Я чувствовал, что мои истории наконец завершены, теперь, когда он отметил их существование. Он вернул мне журналы и пригласил в дом своей матери. Мы покинули Winnebago. Я открыл свою машину и перегнулся через переднее сиденье, осторожно положив журналы и рукопись со стороны пассажира, не желая рисковать и повредить их или оставить позади. Внезапно в моём ухе раздался стрёкот насекомого. Я отпрыгнул назад и, шлёпнув по воздуху, обернулся. Это была рука Али. Он стоял прямо позади меня, проделывая одну из своих шуток.

«Как ты это сделал?», - хотел я знать. Это был вопрос, который я задавал себе несколько раз в тот день..

(Задание 1) Оформите как JSON-массив строки данных ниже, начиная со строки с «In this picture, which region holds the red tablecloth?» и заканчивая строкой с «[0,377,699,518]» включительно. Каждой строке данных должен соответствовать один элемент массива, пустые строки пропустите.
Приведенные далее строки никак не связаны с текстом страницы.

(Данные для задания)
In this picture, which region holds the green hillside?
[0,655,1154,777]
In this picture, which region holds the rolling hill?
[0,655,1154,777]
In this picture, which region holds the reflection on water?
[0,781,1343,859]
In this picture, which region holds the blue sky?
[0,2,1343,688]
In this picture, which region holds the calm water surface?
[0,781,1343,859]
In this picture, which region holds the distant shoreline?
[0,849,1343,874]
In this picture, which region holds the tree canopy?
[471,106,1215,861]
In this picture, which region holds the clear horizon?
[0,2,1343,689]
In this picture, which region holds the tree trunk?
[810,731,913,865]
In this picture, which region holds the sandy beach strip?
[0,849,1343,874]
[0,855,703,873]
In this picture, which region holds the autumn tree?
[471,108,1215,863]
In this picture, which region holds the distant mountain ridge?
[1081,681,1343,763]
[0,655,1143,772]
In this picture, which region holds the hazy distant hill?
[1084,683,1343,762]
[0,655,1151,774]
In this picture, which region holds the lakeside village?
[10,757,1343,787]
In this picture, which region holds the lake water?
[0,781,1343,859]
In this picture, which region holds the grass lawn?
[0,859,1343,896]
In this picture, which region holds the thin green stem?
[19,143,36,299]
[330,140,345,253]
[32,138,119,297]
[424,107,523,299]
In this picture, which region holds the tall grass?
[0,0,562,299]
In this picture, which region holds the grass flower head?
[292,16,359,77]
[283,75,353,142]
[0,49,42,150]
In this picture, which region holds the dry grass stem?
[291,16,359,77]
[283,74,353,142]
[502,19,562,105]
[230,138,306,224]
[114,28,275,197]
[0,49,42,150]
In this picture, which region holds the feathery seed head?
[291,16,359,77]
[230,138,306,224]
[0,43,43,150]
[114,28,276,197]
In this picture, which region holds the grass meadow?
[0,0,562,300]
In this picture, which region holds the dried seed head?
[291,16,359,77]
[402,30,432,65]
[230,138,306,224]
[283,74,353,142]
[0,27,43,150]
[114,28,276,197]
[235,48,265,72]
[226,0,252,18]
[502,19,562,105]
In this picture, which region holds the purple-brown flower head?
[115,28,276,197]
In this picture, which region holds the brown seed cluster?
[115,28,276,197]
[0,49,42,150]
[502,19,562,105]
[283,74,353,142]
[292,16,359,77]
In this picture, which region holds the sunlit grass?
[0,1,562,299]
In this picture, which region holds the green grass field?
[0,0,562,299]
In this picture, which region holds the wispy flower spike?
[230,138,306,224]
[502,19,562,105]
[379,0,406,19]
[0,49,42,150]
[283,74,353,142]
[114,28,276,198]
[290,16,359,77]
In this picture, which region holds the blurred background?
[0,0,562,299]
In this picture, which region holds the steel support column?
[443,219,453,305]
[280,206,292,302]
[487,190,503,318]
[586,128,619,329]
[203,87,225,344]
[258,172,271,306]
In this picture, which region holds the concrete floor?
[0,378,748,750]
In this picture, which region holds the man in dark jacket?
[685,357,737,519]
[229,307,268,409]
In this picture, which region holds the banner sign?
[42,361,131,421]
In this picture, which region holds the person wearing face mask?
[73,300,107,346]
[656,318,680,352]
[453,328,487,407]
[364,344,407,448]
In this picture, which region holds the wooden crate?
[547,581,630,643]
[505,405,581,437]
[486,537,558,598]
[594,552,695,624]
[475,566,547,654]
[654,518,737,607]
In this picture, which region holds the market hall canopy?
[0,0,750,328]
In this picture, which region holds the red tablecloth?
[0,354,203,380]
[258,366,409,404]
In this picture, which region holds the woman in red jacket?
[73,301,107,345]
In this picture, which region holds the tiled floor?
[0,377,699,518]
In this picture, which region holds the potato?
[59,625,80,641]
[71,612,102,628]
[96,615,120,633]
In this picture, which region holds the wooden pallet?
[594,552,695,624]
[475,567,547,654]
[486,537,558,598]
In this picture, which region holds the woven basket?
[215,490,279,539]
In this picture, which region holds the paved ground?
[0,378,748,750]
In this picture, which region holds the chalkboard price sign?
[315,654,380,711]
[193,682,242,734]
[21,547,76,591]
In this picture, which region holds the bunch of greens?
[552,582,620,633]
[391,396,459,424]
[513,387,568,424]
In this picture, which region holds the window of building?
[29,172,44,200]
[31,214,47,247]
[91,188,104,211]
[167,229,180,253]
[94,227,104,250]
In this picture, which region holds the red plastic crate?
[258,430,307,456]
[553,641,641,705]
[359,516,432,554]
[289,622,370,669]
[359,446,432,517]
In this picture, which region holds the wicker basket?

(Задание 2) Переведите на английский это предложение из текста страницы: «Он вернул мне журналы и пригласил в дом своей матери».

(Итоговый ответ 1)
[
  "In this picture, which region holds the red tablecloth?",
  "[0,354,203,380]",
  "[258,366,409,404]",
  "In this picture, which region holds the woman in red jacket?",
  "[73,301,107,345]",
  "In this picture, which region holds the tiled floor?",
  "[0,377,699,518]"
]

(Итоговый ответ 2) He gave the magazines back to me and invited me to his mother's house.